Text provided:
···

OutcomeContext — Per-Phase Breakdown¶

Companion to the executive roadmap. The roadmap names nine phases on a single page; this doc breaks each phase into scope, definition of done, dependencies, rough sizing, and the Linear tickets that already cover slices of it.

Sizing is rough: S ≈ a few days, M ≈ 1–2 weeks, L ≈ 3–6 weeks, XL ≈ a quarter or more. These are engineering shapes, not commitments — every phase still needs its own planning pass before it's picked up.

Phase 1 — Bitvector evaluation engine¶

Business outcome: boolean expressions (the most common query shape) evaluate in single-digit ms instead of tens-to-hundreds of ms.

···

Jobs:
a - Write out the passage of the OutcomeContext breakdown between "Sizing is rough: S" and "it's picked up.", inclusive.
b - According to the OutcomeContext breakdown, what does it split each phase into? List every one.
Base your work only on the OutcomeContext breakdown.

···

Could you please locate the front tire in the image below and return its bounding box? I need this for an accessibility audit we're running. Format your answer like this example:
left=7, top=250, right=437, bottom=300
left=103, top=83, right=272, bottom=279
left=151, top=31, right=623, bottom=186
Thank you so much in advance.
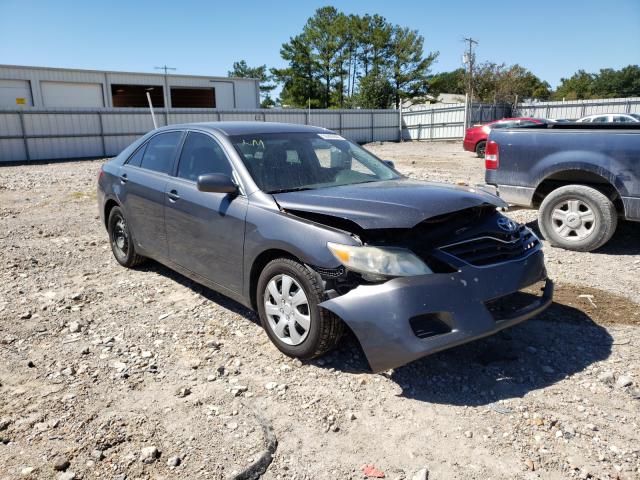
left=107, top=207, right=145, bottom=268
left=538, top=185, right=618, bottom=252
left=256, top=258, right=343, bottom=360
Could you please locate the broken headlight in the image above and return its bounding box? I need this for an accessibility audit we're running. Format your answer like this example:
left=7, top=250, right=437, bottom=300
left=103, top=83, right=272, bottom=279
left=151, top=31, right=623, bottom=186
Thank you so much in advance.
left=327, top=242, right=433, bottom=278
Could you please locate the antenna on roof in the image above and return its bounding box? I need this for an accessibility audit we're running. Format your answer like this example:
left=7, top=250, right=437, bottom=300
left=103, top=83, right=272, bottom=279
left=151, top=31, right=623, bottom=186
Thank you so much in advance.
left=145, top=87, right=158, bottom=130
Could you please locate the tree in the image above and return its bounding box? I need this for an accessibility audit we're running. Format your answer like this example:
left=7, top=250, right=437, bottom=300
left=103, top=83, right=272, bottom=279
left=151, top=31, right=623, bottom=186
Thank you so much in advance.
left=428, top=68, right=467, bottom=98
left=473, top=62, right=551, bottom=103
left=271, top=35, right=322, bottom=108
left=553, top=70, right=594, bottom=100
left=228, top=60, right=276, bottom=108
left=302, top=7, right=348, bottom=108
left=271, top=7, right=437, bottom=108
left=389, top=25, right=438, bottom=108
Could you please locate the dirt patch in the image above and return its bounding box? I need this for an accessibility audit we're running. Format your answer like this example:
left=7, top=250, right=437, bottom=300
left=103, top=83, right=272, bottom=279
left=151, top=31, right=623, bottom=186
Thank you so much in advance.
left=0, top=151, right=640, bottom=480
left=554, top=284, right=640, bottom=325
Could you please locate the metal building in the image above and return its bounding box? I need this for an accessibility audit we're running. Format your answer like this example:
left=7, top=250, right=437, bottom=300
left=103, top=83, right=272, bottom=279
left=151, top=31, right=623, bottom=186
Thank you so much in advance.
left=0, top=65, right=260, bottom=110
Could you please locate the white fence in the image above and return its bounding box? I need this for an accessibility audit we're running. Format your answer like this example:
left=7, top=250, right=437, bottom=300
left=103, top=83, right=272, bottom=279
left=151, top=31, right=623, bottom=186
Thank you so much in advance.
left=514, top=97, right=640, bottom=120
left=0, top=108, right=400, bottom=163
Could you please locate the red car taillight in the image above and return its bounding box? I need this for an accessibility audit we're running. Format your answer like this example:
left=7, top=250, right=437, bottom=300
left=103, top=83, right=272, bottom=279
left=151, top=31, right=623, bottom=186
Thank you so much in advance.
left=484, top=140, right=500, bottom=170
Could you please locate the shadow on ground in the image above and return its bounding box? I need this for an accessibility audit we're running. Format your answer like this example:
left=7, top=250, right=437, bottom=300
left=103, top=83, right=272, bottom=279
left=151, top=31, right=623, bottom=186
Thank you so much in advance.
left=321, top=303, right=613, bottom=404
left=527, top=220, right=640, bottom=255
left=140, top=262, right=613, bottom=408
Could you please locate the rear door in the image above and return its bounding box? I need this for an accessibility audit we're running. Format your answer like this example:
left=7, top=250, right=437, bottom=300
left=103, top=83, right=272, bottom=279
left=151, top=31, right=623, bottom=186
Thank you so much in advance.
left=165, top=131, right=248, bottom=293
left=120, top=131, right=184, bottom=258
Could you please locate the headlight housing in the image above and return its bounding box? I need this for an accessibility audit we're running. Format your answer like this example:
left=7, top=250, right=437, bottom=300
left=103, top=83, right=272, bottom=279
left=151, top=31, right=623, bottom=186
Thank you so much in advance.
left=327, top=242, right=433, bottom=278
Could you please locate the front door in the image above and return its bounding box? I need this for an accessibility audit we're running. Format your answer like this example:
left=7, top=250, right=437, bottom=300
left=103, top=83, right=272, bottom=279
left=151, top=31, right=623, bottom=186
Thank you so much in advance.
left=165, top=132, right=248, bottom=293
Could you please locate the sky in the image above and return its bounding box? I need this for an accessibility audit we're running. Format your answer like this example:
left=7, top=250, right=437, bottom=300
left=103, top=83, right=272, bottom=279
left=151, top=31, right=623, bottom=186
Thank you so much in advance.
left=0, top=0, right=640, bottom=87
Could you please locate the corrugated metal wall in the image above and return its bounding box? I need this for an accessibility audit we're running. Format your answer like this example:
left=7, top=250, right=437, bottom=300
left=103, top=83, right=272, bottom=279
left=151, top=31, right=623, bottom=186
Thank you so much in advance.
left=0, top=108, right=400, bottom=162
left=516, top=97, right=640, bottom=120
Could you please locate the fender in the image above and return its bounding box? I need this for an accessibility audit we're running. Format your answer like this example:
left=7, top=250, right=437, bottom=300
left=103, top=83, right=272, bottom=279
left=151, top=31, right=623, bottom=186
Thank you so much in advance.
left=533, top=150, right=633, bottom=197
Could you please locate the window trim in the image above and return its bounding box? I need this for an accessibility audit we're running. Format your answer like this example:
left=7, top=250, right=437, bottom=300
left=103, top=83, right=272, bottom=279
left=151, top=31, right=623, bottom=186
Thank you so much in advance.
left=124, top=128, right=186, bottom=176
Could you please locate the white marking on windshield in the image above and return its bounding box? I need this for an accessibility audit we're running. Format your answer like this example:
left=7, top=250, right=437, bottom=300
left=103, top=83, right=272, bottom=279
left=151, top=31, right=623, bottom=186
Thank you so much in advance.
left=318, top=133, right=346, bottom=140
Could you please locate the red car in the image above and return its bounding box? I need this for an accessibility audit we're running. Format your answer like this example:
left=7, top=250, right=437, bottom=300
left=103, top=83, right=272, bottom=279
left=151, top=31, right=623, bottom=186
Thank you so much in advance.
left=462, top=117, right=547, bottom=158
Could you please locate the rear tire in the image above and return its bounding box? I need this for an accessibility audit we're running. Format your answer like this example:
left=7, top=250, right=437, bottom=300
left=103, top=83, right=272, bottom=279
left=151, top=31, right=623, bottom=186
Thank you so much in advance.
left=107, top=207, right=145, bottom=268
left=538, top=185, right=618, bottom=252
left=256, top=258, right=343, bottom=360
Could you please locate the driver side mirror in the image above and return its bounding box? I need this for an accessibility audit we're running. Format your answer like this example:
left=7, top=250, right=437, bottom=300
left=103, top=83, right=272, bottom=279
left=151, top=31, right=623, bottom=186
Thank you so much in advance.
left=196, top=173, right=238, bottom=193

···

Solutions to the tasks:
a -
Sizing is rough: S ≈ a few days, M ≈ 1–2 weeks, L ≈ 3–6 weeks, XL ≈ a quarter or more. These are engineering shapes, not commitments — every phase still needs its own planning pass before it's picked up.

b -
- Scope
- Definition of done
- Dependencies
- Rough sizing
- The Linear tickets that already cover slices of it